[START]

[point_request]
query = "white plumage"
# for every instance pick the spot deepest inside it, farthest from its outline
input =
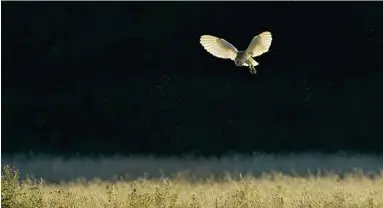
(221, 48)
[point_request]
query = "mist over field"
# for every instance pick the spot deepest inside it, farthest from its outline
(56, 169)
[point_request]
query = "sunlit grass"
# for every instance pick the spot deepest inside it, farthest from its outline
(269, 190)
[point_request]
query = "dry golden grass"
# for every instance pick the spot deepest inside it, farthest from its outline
(270, 190)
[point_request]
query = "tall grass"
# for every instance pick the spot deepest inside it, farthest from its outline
(272, 189)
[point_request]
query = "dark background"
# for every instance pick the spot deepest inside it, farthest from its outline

[END]

Rewrite every line of the rows above as a numbered list, skipping blank lines and leaving out the pictures.

WRITTEN ANSWER:
1. [point_request]
2. query = "white plumage"
3. # for every instance pick the spot deepest inside it, farthest from its outline
4. input =
5. (221, 48)
6. [point_request]
7. query = "mist over field"
8. # for every instance pick the spot deepest inside it, farthest from its outline
9. (56, 169)
10. [point_request]
11. query = "sunlit grass"
12. # for every instance pick the spot deepest inside it, farthest from its outline
13. (269, 190)
14. [point_request]
15. query = "dry golden grass"
16. # for every instance pick the spot deepest inside it, farthest from its outline
17. (270, 190)
18. [point_request]
19. query = "tall grass"
20. # for every instance pick the spot deepest inside it, farthest from its outline
21. (272, 189)
22. [point_request]
23. query = "dark background"
24. # for every instance pick the spot deepest inside it, farthest from its outline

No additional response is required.